● Instructions to follow:
Can you quote the passage on reviews of "The Great Wife Hope" from "Emily VanDerWerff of" up to and including "on the topic."?

● Passage:
[Start of Attachment]

The episode received generally positive reviews from television critics. IGN reporter Robert Canning gave the episode a 7.7/10 rating ("Good"), commenting that "what really made me enjoy 'The Great Wife Hope' were the peripheral bits, characters and jokes outside the main storyline. There were many, and they were funny.

Emily VanDerWerff of The A.V. Club, giving the episode a "B", wrote that it had "some amusing detours along the way". She compared "The Great Wife Hope" positively to season two's "Itchy & Scratchy & Marge", writing that Marge's attempts to bring down the MMA sport is the parallel to her trying to bring The Itchy & Scratchy Show off the air due to its severe cartoon violence in the latter episode. The staff of the website MMAjunkie said the episode was a sign that MMA had "truly made it" and fans of the sport could appreciate the writer's knowledge on the topic.

Among more negative reviews include Jason Hughes of TV Squad, who commented that several jokes in the episode did not work, such as the reveal that Krusty the Clown has been sleeping with Sideshow Mel's wife for several years, though he did enjoy most of the other jokes and applauded the development of Nelson's character.

Dana White, president of Ultimate Fighting Championship (UFC), told reporters that he did not like the episode. He added, "People like the [mixed martial arts] media always try to tell me that we're mainstream. [...] Did you see that Simpsons episode? Chuck Liddell signs an autograph for somebody, and he says, 'That will be $45, please'. The sport isn't like that at all. Then the promoter of the show fights Marge Simpson in the octagon, sucker-punches her in the face, and then says, 'You're the only woman I've ever hit that I didn't love'. That's the way mainstream looks at us and thinks of us, and I know that."

The final scene in the episode, featuring Bart and Lisa fighting in the arena, has received overwhelmingly positive remarks from reviewers. Canning wrote that it was "a classic moment for the series [...] This almost felt like a moment that could have closed out the series." Hughes commented that it was "the best moment of the night" as it "would have been a typical ending" if it had not added the twist preceding the credits. Melissa and Randall Baker of TV Guide magazine said that the scene was a moment of Bart and Lisa knocks out without a punch.

[End of Attachment]

[Region pointing data]
[Start of Attachment]

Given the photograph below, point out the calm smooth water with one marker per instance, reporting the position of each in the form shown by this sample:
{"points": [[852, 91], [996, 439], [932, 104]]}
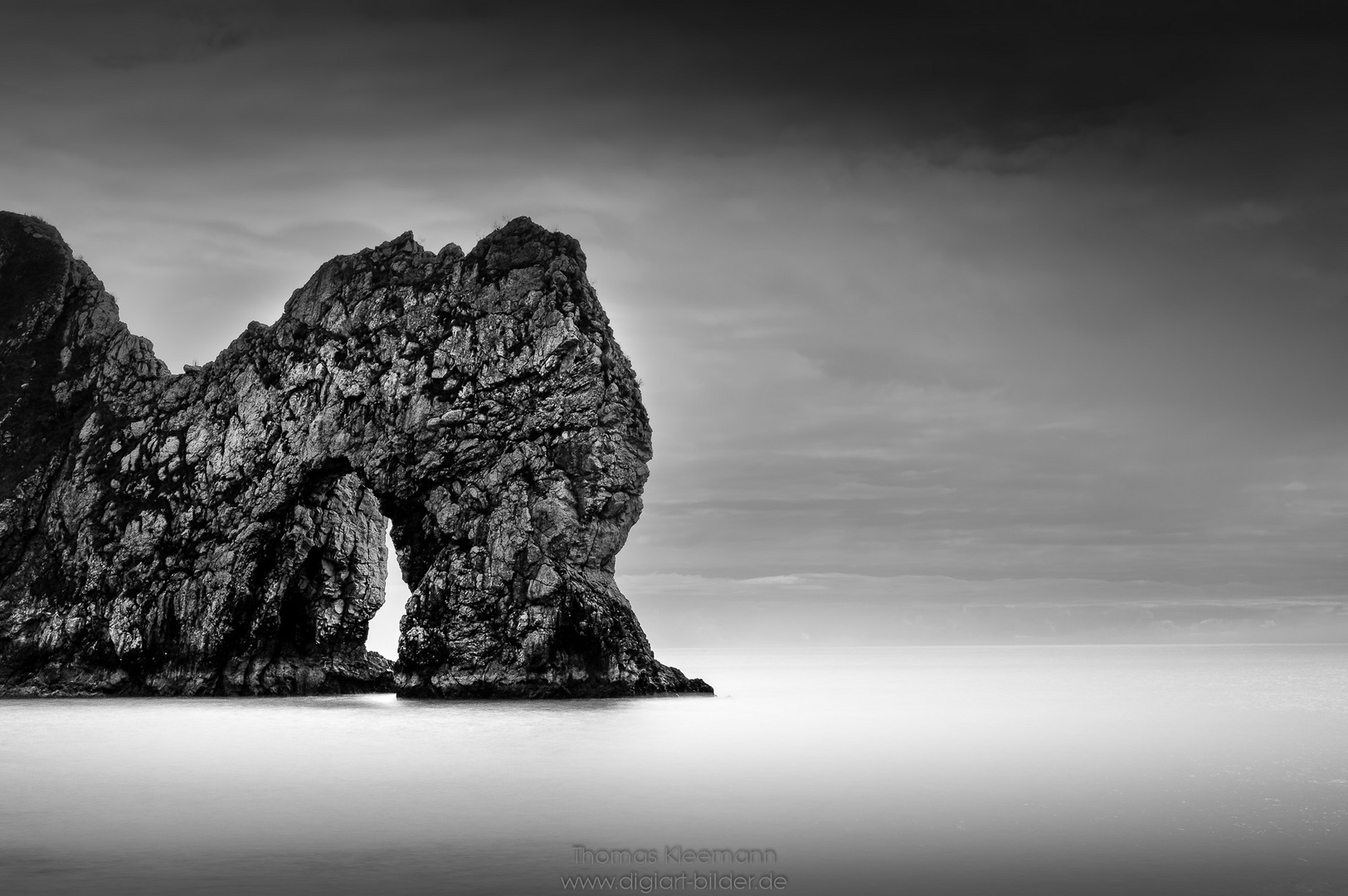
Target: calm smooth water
{"points": [[948, 770]]}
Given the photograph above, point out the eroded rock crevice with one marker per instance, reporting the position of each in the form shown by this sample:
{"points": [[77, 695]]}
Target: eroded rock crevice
{"points": [[221, 531]]}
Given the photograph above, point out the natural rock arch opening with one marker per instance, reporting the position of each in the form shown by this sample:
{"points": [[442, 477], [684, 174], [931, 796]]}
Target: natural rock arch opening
{"points": [[383, 632], [222, 530]]}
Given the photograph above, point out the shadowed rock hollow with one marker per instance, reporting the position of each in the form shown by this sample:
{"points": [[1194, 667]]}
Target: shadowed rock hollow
{"points": [[221, 531]]}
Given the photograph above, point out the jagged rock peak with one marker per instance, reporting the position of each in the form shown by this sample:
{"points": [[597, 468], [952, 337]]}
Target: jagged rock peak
{"points": [[221, 530]]}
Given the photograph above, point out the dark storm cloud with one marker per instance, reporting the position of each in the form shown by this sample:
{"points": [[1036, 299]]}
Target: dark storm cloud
{"points": [[985, 291]]}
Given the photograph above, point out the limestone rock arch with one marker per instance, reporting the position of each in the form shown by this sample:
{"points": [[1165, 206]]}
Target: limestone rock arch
{"points": [[221, 530]]}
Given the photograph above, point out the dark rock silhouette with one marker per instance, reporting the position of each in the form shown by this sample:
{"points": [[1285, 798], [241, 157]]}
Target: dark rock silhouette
{"points": [[221, 531]]}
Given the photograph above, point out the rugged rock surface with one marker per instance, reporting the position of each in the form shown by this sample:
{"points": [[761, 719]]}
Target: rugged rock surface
{"points": [[221, 531]]}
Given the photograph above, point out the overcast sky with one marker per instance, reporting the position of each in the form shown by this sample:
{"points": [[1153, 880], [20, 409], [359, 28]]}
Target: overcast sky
{"points": [[940, 310]]}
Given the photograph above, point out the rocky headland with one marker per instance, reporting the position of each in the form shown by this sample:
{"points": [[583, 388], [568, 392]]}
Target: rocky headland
{"points": [[221, 530]]}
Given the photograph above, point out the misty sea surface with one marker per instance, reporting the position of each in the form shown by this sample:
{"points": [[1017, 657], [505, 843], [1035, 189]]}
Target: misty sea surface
{"points": [[916, 770]]}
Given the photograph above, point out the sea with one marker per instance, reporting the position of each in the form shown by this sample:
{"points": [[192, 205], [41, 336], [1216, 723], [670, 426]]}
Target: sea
{"points": [[1034, 770]]}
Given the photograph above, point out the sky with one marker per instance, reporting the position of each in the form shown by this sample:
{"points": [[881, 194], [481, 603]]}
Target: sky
{"points": [[966, 322]]}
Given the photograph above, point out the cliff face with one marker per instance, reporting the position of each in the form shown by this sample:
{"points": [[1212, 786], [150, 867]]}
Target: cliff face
{"points": [[221, 531]]}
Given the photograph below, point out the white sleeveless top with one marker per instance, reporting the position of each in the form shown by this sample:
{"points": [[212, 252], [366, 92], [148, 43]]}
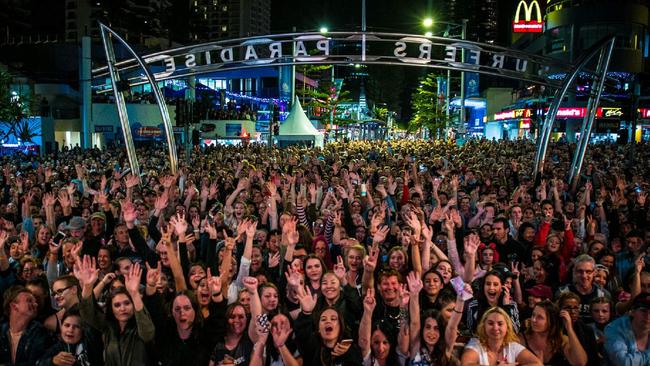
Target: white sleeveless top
{"points": [[509, 354]]}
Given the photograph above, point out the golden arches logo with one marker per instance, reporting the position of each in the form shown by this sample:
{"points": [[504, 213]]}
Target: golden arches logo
{"points": [[528, 24], [528, 11]]}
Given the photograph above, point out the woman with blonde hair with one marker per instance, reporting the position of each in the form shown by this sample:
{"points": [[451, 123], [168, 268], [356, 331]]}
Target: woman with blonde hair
{"points": [[544, 337], [497, 343]]}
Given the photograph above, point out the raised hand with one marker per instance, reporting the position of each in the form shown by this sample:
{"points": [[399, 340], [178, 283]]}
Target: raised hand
{"points": [[48, 199], [471, 246], [404, 296], [24, 241], [179, 224], [129, 212], [293, 237], [64, 198], [369, 301], [86, 271], [514, 268], [427, 233], [132, 279], [211, 229], [250, 283], [414, 282], [280, 334], [293, 278], [274, 260], [448, 224], [413, 221], [214, 283], [131, 180], [306, 299], [161, 202], [251, 229], [153, 274], [380, 235], [339, 269], [370, 260]]}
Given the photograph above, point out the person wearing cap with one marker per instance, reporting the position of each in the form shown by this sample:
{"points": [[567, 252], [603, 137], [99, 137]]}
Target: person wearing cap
{"points": [[583, 285], [626, 338], [101, 224], [626, 257]]}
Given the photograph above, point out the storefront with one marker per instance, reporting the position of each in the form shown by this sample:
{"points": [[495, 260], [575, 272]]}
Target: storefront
{"points": [[517, 123]]}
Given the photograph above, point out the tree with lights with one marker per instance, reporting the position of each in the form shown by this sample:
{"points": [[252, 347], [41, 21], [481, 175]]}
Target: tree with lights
{"points": [[429, 112], [13, 112]]}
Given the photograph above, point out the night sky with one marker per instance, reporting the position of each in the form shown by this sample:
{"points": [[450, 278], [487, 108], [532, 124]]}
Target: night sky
{"points": [[345, 15]]}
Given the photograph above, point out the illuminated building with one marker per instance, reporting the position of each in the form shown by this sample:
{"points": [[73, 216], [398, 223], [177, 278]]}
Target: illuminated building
{"points": [[223, 19], [140, 21], [570, 28]]}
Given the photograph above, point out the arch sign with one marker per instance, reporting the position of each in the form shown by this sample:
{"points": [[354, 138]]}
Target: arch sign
{"points": [[346, 48], [342, 48]]}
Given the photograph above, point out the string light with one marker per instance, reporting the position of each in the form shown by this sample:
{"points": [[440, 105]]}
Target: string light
{"points": [[256, 99]]}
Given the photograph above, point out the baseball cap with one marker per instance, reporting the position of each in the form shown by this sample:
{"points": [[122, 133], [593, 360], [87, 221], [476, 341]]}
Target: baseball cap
{"points": [[76, 223], [541, 291], [641, 301]]}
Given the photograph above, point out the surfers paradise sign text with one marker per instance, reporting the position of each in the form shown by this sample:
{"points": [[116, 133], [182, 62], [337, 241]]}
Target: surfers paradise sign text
{"points": [[341, 49]]}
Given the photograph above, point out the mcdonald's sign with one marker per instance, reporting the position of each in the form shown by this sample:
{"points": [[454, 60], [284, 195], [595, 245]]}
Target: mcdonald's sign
{"points": [[528, 24]]}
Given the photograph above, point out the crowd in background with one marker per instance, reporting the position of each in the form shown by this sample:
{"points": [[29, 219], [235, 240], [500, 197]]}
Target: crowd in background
{"points": [[363, 253]]}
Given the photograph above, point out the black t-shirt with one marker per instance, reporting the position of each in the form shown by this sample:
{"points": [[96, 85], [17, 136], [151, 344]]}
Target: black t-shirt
{"points": [[585, 300], [241, 354]]}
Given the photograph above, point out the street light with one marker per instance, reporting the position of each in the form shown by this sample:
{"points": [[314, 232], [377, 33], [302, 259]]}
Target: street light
{"points": [[428, 23]]}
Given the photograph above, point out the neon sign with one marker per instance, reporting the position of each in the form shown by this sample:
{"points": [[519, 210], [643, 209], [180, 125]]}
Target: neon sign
{"points": [[528, 24], [571, 112], [513, 114]]}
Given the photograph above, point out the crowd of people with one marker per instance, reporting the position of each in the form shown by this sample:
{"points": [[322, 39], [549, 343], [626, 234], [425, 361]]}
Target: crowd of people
{"points": [[361, 253]]}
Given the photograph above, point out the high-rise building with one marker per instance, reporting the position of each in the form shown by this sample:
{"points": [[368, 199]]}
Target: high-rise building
{"points": [[482, 18], [226, 19], [137, 20]]}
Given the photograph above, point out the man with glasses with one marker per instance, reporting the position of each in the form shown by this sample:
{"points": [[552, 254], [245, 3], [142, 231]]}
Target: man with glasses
{"points": [[65, 292], [626, 338], [22, 339], [583, 285]]}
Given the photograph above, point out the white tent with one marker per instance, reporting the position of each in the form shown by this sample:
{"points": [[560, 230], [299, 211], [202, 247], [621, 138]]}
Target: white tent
{"points": [[297, 127]]}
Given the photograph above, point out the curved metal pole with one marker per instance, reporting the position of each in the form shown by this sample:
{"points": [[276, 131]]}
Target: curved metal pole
{"points": [[121, 105], [540, 156], [162, 106], [588, 122]]}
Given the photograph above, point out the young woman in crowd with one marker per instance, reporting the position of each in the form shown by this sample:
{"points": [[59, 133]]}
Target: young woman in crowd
{"points": [[322, 336], [492, 293], [497, 343], [127, 328], [543, 337]]}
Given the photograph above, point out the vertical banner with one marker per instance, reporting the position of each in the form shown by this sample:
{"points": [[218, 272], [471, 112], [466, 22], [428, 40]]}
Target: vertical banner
{"points": [[442, 86], [471, 84], [284, 82]]}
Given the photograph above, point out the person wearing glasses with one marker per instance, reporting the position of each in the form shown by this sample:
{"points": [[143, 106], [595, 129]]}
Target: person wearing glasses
{"points": [[627, 340], [583, 285], [570, 302], [66, 292], [76, 345]]}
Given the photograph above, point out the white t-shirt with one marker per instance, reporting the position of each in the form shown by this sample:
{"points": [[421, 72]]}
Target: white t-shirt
{"points": [[510, 351]]}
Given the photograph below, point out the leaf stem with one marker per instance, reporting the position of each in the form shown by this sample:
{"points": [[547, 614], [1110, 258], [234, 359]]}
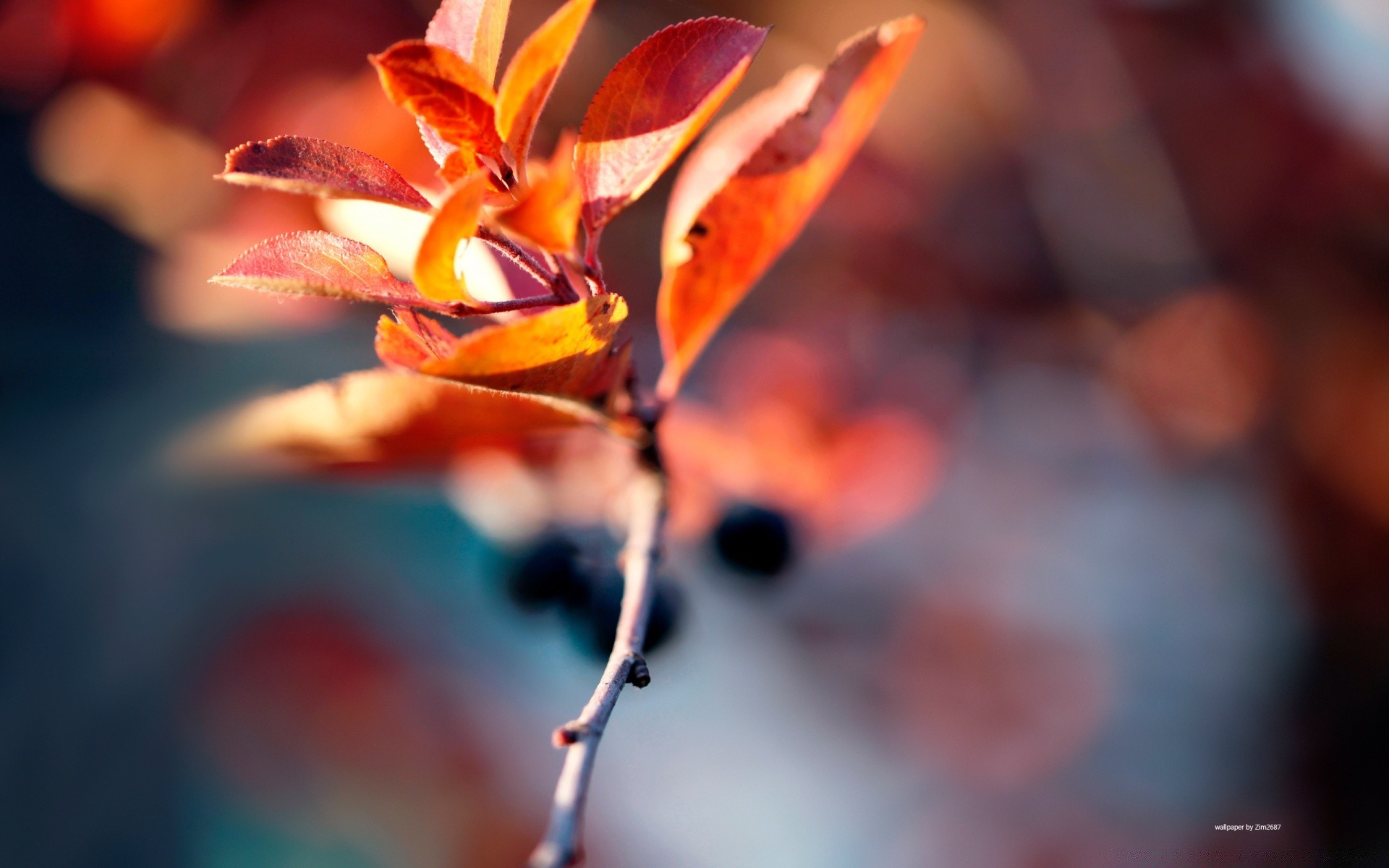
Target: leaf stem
{"points": [[563, 842], [520, 256]]}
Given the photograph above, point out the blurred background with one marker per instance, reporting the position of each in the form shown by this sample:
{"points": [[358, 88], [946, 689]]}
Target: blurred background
{"points": [[1074, 399]]}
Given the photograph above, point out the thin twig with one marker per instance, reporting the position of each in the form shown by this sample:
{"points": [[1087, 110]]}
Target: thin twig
{"points": [[516, 305], [563, 843], [519, 255]]}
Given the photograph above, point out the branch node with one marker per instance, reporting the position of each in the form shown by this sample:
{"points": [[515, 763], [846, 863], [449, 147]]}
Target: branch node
{"points": [[570, 733], [638, 676]]}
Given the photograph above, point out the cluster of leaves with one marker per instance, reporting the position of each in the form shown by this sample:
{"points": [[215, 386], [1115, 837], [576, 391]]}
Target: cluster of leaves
{"points": [[742, 196]]}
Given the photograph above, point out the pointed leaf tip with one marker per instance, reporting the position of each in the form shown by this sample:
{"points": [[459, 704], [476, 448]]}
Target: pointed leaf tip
{"points": [[756, 179], [315, 263], [315, 167], [653, 104]]}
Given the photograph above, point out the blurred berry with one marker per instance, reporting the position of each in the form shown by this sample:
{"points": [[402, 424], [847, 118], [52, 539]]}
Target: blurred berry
{"points": [[593, 624], [549, 573], [755, 540]]}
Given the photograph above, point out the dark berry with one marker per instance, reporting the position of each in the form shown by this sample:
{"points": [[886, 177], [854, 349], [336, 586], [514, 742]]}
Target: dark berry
{"points": [[755, 540], [593, 624], [549, 573]]}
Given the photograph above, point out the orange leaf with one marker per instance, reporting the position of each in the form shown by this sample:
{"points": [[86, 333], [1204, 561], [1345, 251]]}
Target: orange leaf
{"points": [[314, 167], [564, 352], [714, 250], [320, 264], [653, 104], [472, 30], [374, 420], [446, 93], [435, 273], [548, 214], [532, 72]]}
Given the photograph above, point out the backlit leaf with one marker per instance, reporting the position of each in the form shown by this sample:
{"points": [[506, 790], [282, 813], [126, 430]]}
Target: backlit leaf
{"points": [[548, 214], [315, 167], [714, 253], [374, 420], [435, 268], [446, 93], [566, 350], [472, 30], [531, 75], [652, 104], [318, 264]]}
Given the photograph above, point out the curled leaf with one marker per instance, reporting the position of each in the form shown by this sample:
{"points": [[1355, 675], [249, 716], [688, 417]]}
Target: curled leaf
{"points": [[318, 264], [531, 75], [548, 214], [315, 167], [653, 104], [374, 420], [472, 30], [718, 244], [446, 93], [566, 350], [435, 273]]}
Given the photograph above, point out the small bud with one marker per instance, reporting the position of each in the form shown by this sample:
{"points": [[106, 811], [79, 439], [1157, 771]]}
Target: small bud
{"points": [[570, 733], [640, 676]]}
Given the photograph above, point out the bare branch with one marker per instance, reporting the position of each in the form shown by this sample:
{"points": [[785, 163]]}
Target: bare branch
{"points": [[563, 843]]}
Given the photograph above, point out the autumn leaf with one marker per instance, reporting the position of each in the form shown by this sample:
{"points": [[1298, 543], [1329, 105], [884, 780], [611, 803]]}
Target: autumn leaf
{"points": [[653, 104], [374, 420], [317, 263], [563, 352], [315, 167], [531, 75], [472, 30], [445, 92], [721, 239], [435, 273], [548, 214]]}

[End of Attachment]

● Reply to the task:
Emily VanDerWerff of The A.V. Club, giving the episode a "B", wrote that it had "some amusing detours along the way". She compared "The Great Wife Hope" positively to season two's "Itchy & Scratchy & Marge", writing that Marge's attempts to bring down the MMA sport is the parallel to her trying to bring The Itchy & Scratchy Show off the air due to its severe cartoon violence in the latter episode. The staff of the website MMAjunkie said the episode was a sign that MMA had "truly made it" and fans of the sport could appreciate the writer's knowledge on the topic.